» Directive
Count the lines in the records below that contain the string "point". Case counts. Reply with the number only.

====== Records to use ======

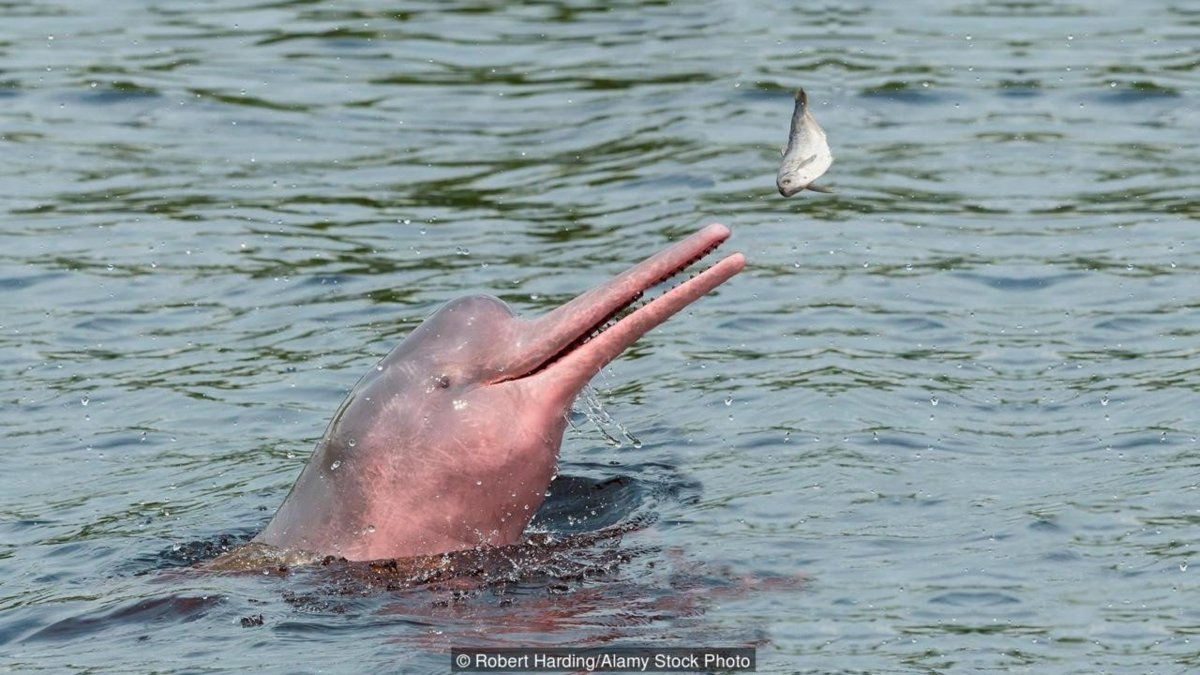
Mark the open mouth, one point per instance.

======
====== Records to use ======

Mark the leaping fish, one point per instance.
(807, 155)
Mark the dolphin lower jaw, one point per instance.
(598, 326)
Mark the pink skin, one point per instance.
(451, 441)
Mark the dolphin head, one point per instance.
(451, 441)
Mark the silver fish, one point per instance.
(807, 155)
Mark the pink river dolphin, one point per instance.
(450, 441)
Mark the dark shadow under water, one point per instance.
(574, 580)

======

» Full answer
8